**** RECORDS TO PROCESS
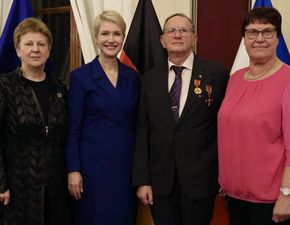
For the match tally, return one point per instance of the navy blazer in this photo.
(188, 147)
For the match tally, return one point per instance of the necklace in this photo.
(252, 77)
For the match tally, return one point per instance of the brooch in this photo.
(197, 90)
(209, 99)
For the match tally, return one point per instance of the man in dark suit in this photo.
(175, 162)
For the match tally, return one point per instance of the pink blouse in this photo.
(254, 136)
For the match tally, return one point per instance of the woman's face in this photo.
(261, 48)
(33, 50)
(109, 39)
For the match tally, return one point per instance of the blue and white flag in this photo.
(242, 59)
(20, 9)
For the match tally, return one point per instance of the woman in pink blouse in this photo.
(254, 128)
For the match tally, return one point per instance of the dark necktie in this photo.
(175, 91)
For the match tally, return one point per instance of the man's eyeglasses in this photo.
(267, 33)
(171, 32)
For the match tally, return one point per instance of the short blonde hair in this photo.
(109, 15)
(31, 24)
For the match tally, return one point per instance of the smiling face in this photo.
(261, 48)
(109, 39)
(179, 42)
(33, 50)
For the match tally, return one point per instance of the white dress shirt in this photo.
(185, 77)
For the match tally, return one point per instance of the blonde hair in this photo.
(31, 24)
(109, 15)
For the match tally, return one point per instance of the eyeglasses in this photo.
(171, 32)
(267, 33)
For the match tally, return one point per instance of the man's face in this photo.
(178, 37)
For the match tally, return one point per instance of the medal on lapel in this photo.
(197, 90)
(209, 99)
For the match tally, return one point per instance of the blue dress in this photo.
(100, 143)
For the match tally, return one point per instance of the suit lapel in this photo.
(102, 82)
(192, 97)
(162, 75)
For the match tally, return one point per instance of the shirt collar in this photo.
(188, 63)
********
**** RECORDS TO PROCESS
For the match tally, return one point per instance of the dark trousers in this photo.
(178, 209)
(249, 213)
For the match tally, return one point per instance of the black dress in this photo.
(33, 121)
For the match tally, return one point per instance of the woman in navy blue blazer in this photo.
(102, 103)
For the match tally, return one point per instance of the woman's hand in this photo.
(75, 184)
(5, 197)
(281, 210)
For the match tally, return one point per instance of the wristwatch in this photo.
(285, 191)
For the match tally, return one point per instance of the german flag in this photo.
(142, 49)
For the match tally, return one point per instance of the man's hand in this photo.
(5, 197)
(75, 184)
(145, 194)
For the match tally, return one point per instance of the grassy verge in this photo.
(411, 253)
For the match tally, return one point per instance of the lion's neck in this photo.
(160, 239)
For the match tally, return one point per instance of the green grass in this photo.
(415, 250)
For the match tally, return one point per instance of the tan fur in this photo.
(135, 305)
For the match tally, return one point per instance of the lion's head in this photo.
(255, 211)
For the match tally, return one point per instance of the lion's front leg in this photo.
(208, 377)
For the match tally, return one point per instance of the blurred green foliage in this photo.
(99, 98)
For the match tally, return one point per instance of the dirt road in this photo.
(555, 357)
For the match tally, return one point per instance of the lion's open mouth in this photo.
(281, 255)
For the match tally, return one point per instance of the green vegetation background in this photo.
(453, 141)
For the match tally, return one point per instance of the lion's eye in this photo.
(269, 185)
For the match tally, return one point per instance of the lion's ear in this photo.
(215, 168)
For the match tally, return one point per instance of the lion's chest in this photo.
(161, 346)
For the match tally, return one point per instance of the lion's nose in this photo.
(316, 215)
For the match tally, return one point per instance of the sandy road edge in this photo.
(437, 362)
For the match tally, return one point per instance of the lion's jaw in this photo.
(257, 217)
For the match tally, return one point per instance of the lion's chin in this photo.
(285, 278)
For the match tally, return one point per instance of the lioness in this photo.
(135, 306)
********
**** RECORDS TO PROCESS
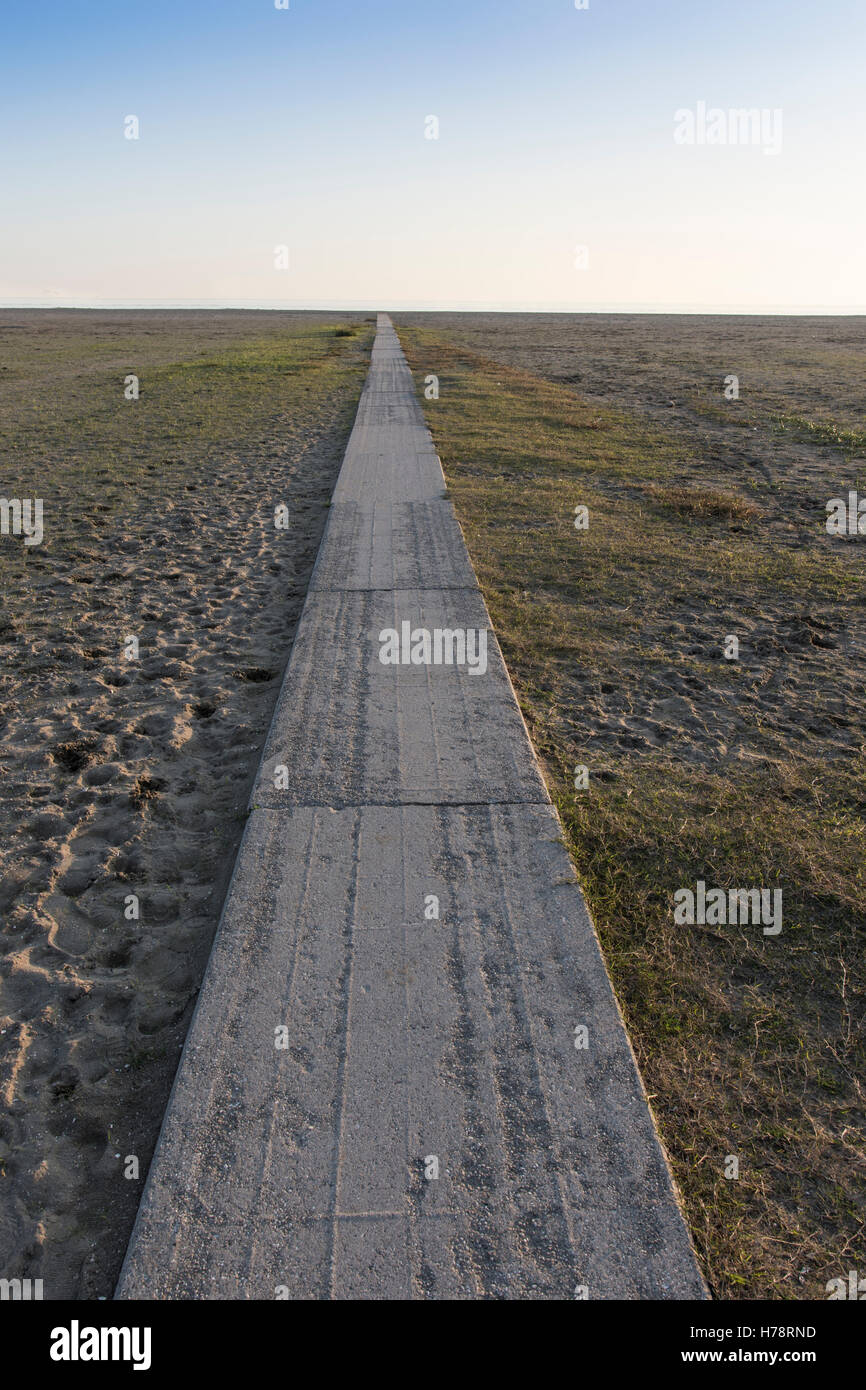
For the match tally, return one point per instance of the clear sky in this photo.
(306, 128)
********
> PROBLEM DETAILS
Extract every line from the items above that contains the word "white".

> REPLY TO THE TASK
For the match tally, return one point per instance of the blue and white flag in this photo.
For the match tally, return one point per instance of the white dress shirt in this photo.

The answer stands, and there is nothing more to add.